** Start of Excerpt **

More on intersectionality

Intersectionality is not about ranking oppressions.

Giving you these examples, I am in no way saying that you should prioritise any one of those things over any of the others.

I’m not saying the environmental issues around cotton should trump the animal rights issues around wool. I’m saying intersectionality is about considering everything.

And it’s not an excuse to say: ‘I’m never going to get it right so why should I try.”

I want you to try.

The rest of this presentation will look at intersectionality within animal rights. While there are many intersections, including sexism, homophobia, transphobia, ableism, sizeism, xenophobia, cultural appropriation or colonialism, to name just a few, I’m going to focus specifically on racism and classism.

Why are we looking at intersectionality in animal rights?

Historically, in Western animal rights activism, it’s been considered a very white, middle-class movement. There’s an assumption of a certain level of education, and of physical ability.

** End of Excerpt **
** Start of Supplied material **

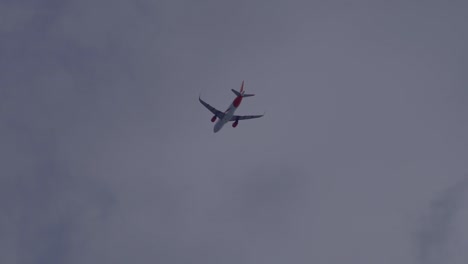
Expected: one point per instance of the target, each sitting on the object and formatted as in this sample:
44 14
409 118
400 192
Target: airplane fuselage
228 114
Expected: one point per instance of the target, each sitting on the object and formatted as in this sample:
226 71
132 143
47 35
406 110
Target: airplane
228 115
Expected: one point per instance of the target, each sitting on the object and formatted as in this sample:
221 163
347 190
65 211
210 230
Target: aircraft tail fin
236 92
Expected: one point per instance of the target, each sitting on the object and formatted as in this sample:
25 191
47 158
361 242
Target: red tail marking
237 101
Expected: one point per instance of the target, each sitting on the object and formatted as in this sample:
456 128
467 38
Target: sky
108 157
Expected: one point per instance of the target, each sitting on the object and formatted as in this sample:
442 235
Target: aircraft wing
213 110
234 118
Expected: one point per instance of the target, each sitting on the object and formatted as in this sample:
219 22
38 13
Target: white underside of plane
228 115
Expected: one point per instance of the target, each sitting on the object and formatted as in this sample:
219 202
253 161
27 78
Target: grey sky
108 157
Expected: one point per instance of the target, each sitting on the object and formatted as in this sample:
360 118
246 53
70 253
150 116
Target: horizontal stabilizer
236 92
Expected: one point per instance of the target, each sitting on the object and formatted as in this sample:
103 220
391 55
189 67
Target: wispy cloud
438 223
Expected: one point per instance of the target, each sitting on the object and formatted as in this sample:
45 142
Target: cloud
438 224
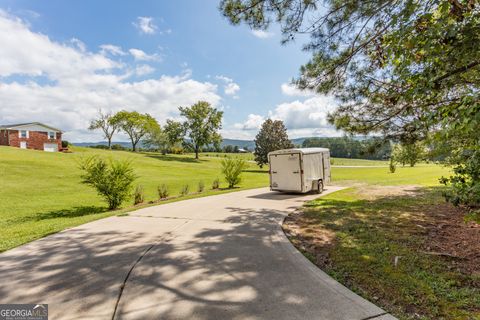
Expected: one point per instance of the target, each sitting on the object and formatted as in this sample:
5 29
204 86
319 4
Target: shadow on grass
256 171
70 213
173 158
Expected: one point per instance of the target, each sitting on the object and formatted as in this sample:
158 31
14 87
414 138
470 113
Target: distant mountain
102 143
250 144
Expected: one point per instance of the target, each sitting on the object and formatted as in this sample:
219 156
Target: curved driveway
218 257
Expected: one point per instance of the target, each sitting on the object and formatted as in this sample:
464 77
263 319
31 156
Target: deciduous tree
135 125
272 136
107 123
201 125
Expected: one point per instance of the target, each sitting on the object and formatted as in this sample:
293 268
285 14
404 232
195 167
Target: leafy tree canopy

** End of Supplied material **
** Start of Supplied material **

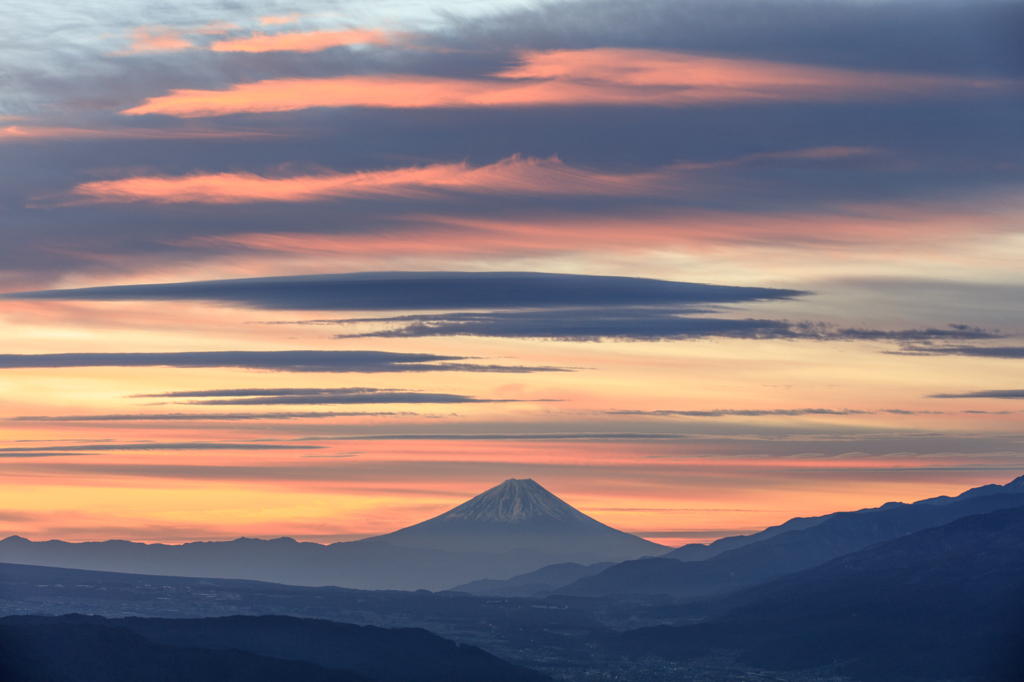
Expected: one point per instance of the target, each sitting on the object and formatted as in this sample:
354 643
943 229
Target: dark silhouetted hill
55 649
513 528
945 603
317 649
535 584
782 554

** End of Supplied material **

What is expected »
In the intersectionality excerpt, which two intersections will the rest of the presentation focus on? Please answer in a few words.

Completed task »
Racism and classism.